Excerpts from a detection dataset:
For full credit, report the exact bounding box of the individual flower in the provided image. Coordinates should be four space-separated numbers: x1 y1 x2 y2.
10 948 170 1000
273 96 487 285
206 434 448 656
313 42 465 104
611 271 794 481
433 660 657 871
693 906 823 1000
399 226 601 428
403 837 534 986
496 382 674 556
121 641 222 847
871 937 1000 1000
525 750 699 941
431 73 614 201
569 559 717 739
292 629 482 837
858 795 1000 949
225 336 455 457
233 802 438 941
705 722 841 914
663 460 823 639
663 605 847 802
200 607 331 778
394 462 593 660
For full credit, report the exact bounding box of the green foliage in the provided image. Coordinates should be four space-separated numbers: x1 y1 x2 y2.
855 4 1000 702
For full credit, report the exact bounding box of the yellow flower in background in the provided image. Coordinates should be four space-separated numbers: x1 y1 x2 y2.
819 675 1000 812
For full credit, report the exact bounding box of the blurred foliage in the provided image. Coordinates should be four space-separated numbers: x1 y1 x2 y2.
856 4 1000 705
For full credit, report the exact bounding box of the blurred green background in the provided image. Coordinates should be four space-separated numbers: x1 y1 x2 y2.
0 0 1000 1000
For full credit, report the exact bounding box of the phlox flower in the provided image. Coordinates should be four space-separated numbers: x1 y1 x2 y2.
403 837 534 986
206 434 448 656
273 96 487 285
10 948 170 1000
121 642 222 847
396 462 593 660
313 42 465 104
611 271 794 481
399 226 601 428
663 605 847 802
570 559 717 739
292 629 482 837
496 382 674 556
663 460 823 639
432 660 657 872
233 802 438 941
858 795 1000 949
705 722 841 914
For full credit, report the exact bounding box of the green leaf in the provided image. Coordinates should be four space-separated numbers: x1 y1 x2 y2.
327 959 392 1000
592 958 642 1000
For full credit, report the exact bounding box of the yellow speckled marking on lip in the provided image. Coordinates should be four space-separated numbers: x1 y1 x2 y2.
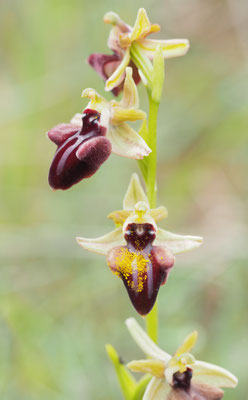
111 248 150 292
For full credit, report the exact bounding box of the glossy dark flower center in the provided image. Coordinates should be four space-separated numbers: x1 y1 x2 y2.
173 368 192 390
108 223 174 315
49 109 111 189
124 223 156 251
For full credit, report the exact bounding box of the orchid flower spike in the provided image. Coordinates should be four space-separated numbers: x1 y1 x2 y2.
77 174 202 315
48 67 151 190
88 8 189 96
126 318 238 400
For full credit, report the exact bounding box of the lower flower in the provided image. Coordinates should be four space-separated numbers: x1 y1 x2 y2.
126 318 238 400
107 223 174 315
77 174 202 315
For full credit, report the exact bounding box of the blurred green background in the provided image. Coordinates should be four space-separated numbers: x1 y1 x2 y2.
0 0 248 400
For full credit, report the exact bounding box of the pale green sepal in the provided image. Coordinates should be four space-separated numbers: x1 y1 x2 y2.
138 118 149 142
70 113 82 127
152 45 164 103
149 206 168 223
155 228 203 254
139 38 189 59
111 106 146 125
76 227 125 256
108 210 132 225
132 374 152 400
193 361 238 388
175 331 198 356
127 358 165 378
126 318 171 364
143 378 171 400
105 344 137 400
137 157 148 184
119 67 139 108
105 49 130 92
123 174 149 210
103 11 127 29
106 122 151 160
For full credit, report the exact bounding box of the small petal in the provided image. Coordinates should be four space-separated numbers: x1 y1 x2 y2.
139 39 189 59
88 52 123 96
70 113 82 128
130 8 160 42
119 67 139 108
123 174 149 210
143 378 171 400
103 11 130 32
126 318 171 364
106 122 151 160
164 365 184 385
108 210 132 225
127 359 165 378
105 49 130 92
47 124 79 145
149 206 168 222
193 361 238 388
155 228 203 254
76 227 125 256
175 331 198 356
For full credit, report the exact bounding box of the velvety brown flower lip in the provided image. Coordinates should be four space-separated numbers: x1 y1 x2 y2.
48 109 112 190
108 223 174 315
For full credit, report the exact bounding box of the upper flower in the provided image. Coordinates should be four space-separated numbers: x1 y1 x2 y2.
77 174 202 315
88 8 189 95
126 318 238 400
48 67 151 189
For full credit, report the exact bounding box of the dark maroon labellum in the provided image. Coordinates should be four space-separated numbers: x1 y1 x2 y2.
48 109 111 190
173 368 192 390
108 223 174 315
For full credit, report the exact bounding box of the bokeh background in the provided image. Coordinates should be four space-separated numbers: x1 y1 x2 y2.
0 0 248 400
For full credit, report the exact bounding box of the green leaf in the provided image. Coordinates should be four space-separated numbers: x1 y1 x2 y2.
106 344 137 400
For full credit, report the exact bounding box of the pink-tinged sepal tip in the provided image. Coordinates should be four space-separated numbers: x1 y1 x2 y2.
87 52 141 96
48 109 112 190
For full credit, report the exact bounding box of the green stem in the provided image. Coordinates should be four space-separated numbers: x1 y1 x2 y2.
146 95 159 343
147 95 159 208
130 42 163 343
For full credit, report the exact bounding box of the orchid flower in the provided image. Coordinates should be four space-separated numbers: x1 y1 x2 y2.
126 318 238 400
77 174 202 315
88 8 189 96
48 67 151 189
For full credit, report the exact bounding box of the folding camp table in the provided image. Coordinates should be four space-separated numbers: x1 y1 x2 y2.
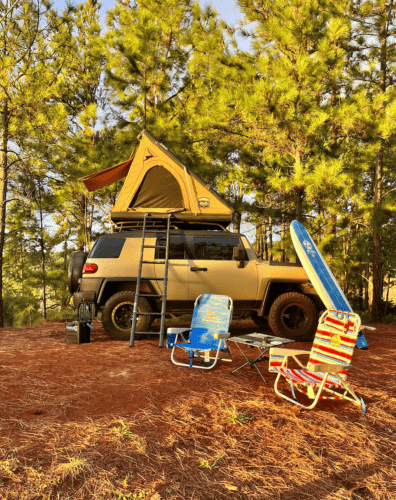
227 333 294 384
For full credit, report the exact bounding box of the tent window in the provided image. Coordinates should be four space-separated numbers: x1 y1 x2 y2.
129 166 184 208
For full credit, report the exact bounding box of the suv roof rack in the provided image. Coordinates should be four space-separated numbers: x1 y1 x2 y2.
114 218 229 233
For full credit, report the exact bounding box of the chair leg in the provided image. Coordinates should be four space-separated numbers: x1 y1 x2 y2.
274 372 328 410
337 373 366 415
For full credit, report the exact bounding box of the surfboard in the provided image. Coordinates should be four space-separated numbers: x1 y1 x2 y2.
290 220 368 349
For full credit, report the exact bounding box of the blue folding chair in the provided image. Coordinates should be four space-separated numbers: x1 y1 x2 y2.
166 294 233 370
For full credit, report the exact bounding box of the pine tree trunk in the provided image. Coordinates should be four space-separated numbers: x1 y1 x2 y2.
370 16 388 321
234 212 242 233
364 264 370 311
296 189 304 222
0 98 9 328
268 217 272 262
38 179 47 319
281 214 286 262
77 194 87 252
262 222 268 260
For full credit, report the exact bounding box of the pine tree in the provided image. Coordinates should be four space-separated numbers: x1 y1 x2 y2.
0 0 75 327
348 0 396 321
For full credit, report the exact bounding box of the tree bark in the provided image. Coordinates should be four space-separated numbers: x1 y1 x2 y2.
0 98 9 328
281 214 286 262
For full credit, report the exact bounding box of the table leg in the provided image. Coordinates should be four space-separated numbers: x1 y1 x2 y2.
230 342 268 384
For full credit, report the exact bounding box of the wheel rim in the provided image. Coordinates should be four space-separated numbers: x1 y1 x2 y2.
111 301 141 332
280 304 308 332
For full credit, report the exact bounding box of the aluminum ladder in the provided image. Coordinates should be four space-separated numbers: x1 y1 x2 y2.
129 214 172 347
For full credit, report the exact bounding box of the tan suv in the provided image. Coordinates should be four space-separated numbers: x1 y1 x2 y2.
69 230 323 341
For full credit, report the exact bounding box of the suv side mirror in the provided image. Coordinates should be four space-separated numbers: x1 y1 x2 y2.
233 247 245 268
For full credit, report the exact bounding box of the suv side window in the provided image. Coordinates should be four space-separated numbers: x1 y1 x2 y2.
193 236 247 260
89 238 125 259
155 234 187 260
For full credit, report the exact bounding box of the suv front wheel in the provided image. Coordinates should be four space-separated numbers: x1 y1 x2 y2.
268 292 319 342
102 292 153 340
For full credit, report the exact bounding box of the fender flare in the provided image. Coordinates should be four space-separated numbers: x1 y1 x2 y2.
257 278 316 316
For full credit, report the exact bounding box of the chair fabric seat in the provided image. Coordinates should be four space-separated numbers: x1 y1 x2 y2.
273 368 342 389
172 341 227 352
166 294 233 370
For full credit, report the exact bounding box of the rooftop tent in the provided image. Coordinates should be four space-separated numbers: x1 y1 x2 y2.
110 131 234 227
80 158 133 192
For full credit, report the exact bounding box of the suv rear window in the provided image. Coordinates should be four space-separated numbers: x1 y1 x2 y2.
193 236 242 260
89 238 125 259
155 234 187 260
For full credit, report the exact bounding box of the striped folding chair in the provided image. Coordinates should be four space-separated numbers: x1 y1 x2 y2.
269 310 366 413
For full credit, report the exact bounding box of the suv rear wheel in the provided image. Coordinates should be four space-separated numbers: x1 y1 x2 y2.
102 291 153 340
268 292 319 342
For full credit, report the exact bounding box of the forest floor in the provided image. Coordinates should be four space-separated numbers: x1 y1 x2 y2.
0 321 396 500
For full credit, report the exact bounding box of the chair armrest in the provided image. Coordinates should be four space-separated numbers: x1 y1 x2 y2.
166 327 191 334
307 363 352 373
270 347 311 357
213 332 231 340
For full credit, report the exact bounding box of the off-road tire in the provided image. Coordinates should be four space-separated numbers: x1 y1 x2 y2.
250 312 269 330
102 291 153 340
268 292 319 342
67 252 88 295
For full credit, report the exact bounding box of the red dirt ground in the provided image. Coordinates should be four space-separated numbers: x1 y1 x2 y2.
0 321 396 500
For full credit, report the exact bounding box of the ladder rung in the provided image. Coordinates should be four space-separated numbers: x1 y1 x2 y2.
137 312 162 316
145 229 168 234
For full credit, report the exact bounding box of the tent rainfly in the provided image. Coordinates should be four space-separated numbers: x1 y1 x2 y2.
80 131 234 227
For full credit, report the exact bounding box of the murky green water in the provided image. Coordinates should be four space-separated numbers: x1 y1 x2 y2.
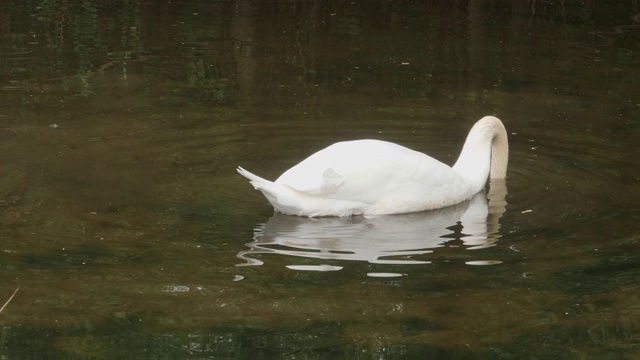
0 0 640 359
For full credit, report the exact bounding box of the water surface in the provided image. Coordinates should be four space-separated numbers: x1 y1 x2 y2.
0 1 640 359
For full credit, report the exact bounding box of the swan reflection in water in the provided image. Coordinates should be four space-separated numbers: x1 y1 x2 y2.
238 180 507 271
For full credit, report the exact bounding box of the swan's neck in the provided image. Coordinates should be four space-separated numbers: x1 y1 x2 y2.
453 116 509 193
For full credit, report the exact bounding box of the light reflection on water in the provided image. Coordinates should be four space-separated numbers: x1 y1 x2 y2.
238 181 506 271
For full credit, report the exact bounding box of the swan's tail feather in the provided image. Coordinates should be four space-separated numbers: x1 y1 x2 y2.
236 166 274 190
236 167 296 214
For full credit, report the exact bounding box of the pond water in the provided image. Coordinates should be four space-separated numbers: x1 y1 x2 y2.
0 0 640 359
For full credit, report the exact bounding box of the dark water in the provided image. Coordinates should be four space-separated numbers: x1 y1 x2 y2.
0 0 640 359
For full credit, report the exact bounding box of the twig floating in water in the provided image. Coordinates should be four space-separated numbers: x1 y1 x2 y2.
0 286 20 313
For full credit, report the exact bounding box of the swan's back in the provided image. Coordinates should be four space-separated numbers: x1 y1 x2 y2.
275 140 473 215
238 116 509 216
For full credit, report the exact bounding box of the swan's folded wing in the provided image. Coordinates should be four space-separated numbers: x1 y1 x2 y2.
277 168 344 196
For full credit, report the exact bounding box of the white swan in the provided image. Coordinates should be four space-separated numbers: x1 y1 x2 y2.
237 116 509 217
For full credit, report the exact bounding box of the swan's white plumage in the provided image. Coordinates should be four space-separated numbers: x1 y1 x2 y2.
238 116 508 217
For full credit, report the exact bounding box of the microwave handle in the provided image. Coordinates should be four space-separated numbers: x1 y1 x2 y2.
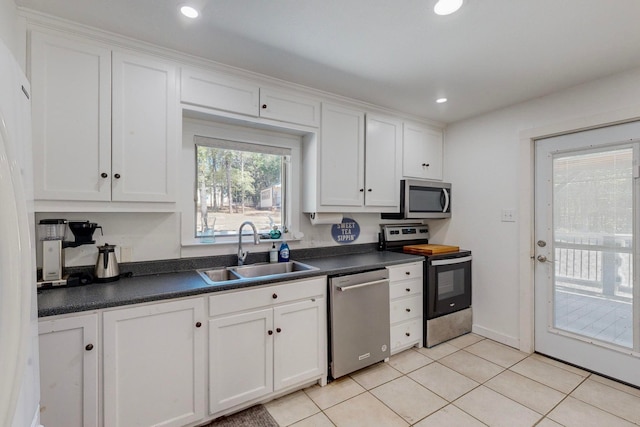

_YOUR OBJECTIVE:_ Please give the stretch from the line containing "the chair leg" through the line containing "337 373 366 415" as a Markdown table with the columns Number and Line, numbering each line and skipping blank lines. Include only those lines.

_WRITTEN RESPONSE:_
| Number | Line |
|---|---|
| 1 | For full credit, report the exact bounding box of the chair leg in the provided image. Coordinates should be four space-separated numbers: x1 y1 x2 y2. |
| 2 | 274 372 328 410 |
| 3 | 337 373 366 415 |